Nascida na Rússia, em 1850, Kovalevskaya foi, de acordo com a historiadora da ciência Ann Hibner Koblitz,  "a mais conhecida mulher cientista antes do século XX".  Obteve seu doutorado em 1874, sendo a primeira mulher a conseguir tal titulação num campo - a matemática - ocupado, durante muito tempo, quase que exclusivamente por figuras masculinas. Conquistou o prêmio Bordin, da Academia de Ciências francesa e, posteriormente, um importante cargo de professora na Universidade de Estocolmo. Sua principal contribuição foi na teoria das equações diferenciais parciais - vou fingir que sei do que se trata, eventual leitor(a) -, cuja principal amostra é o teorema de Cauchy-Kowalevsky.

Felicidade demais - o texto que dá nome ao volume de contos - remete-se aos últimos dias de vida de Sophia Kovalevsky, antes do agravamento da pneumonia que a matou. Na primeira vez em que escrevi sobre o livro que contém esse conto, não fiz nenhuma observação sobre essa narrativa por não percebê-la como "aparentada" às demais, talvez pelo fato de ser a única a ter como personagens seres que existiram no mundo real. Manteve-se nela, porém, a melhor característica dos enredos da escritora canadense - as magistrais transições entre o passado e o presente.

Instrução escrita 1 – Diga se cada afirmação a seguir está de acordo com o texto sobre Kovalevskaya e cite as palavras do texto que decidem a questão: (a) Kovalevskaya obteve seu doutorado em 1874; (b) Kovalevskaya ocupou um cargo de professora na Universidade de Paris; (c) o conto "Felicidade demais" é o único do volume cujos personagens existiram no mundo real.
Instrução escrita 2 – Relacione todas as conquistas profissionais de Kovalevskaya mencionadas no primeiro parágrafo do texto sobre Kovalevskaya.
Instrução escrita 3 – Dê continuidade ao texto sobre Kovalevskaya a partir da última frase apresentada.

Linhas de dados –
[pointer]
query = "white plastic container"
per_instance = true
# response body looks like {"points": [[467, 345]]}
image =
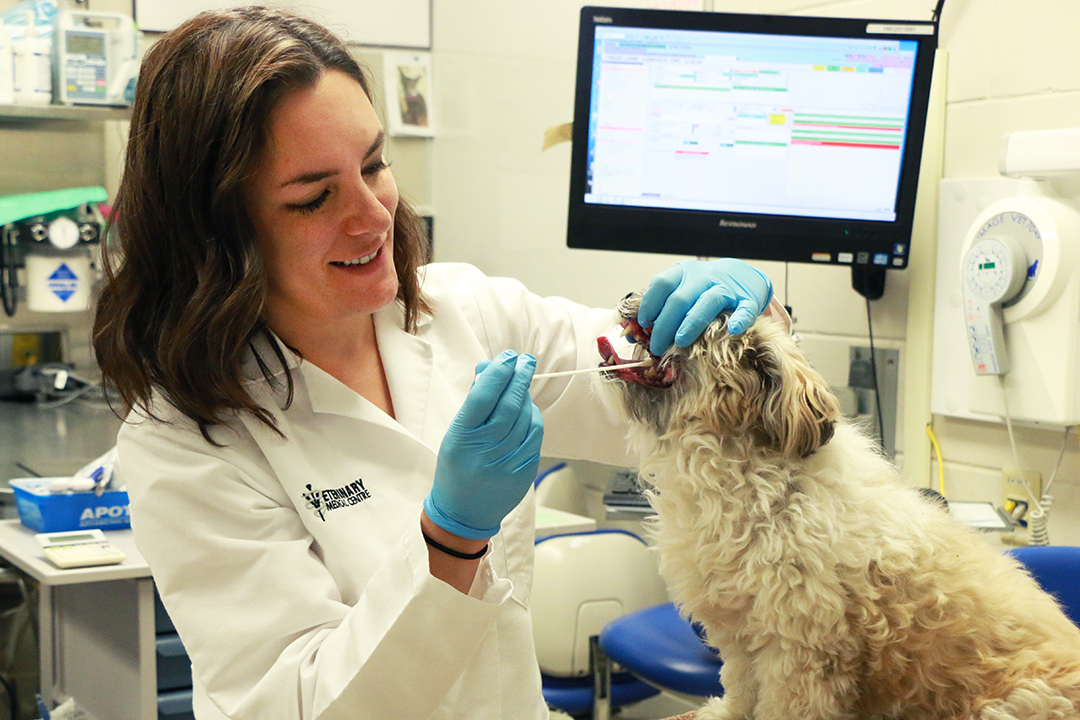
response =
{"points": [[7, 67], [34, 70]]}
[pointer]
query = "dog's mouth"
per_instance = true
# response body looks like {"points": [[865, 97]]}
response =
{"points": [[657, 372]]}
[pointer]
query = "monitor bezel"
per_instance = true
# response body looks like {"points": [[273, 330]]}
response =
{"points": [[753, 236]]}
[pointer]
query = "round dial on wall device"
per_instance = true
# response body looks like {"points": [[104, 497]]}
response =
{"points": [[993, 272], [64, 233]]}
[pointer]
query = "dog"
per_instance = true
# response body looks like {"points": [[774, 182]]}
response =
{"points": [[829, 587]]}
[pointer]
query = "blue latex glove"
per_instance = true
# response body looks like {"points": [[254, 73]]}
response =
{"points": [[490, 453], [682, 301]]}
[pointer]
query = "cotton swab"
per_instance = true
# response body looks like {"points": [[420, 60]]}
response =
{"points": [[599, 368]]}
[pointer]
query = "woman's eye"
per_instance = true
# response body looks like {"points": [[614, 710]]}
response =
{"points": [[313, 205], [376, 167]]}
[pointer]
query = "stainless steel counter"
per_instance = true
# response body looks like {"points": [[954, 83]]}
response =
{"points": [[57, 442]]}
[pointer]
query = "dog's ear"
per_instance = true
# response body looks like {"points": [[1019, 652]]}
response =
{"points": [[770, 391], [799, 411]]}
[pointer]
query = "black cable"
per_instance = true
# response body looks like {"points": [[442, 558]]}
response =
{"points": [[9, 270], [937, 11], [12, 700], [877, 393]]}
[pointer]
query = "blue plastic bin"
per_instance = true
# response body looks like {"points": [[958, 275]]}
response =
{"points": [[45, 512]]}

Resposta escrita 1 –
(a) Sim: "Obteve seu doutorado em 1874".
(b) Não: "um importante cargo de professora na Universidade de Estocolmo".
(c) Sim: "ser a única a ter como personagens seres que existiram no mundo real".

Resposta escrita 2 –
1. O doutorado em 1874, que fez dela a primeira mulher a obter essa titulação na matemática.
2. O prêmio Bordin, da Academia de Ciências francesa.
3. Um importante cargo de professora na Universidade de Estocolmo.
4. A contribuição à teoria das equações diferenciais parciais, cuja principal amostra é o teorema de Cauchy-Kowalevsky.

Resposta escrita 3 –
Gostaria de destacar duas passagens do texto de que estamos falando.

Na parte 4, após a obtenção do doutorado, tendo como mentor o alemão Karl Weierstrass, Sophia Kovalevsky decide retornar à sua terra de origem e deixa a matemática de lado por um longo tempo. "O aroma dos campos de feno e dos pinheirais", - escreve Munro - "os dourados dias de verão e as longas noites claras do norte da Rússia a inebriaram". A despeito de sua (até então, inédita) titulação acadêmica:

"Ela estava aprendendo, bastante tarde, o que muitas pessoas ao seu redor sabiam desde a infância - que a vida podia ser perfeitamente satisfatória sem grandes realizações. Podia ser transbordante de ocupações que não a exauriam até os ossos. Adquirindo o que precisava para uma vida confortavelmente plena, e então engajando-se numa vida social e pública cheia de entretenimento, evitaria que se entediasse ou ficasse ociosa, e ao final do dia se sentiria como se tivesse feito exatamente tudo o que agradava a todos. A agonia era desnecessária.

Exceto quanto a ganhar dinheiro".

A depender das circunstâncias, não é raro que a genialidade encontre muitos percalços em seu caminho de afirmação, ainda mais numa época (falo de Kovalevsky) em que o reconhecimento dos intelectos mais proeminentes continuava bastante restrito, principalmente em se tratando de mulheres. Por outro lado, a cômoda mediania é bastante acessível, com a vantagem de gerar satisfação sem exigir desagradáveis privações.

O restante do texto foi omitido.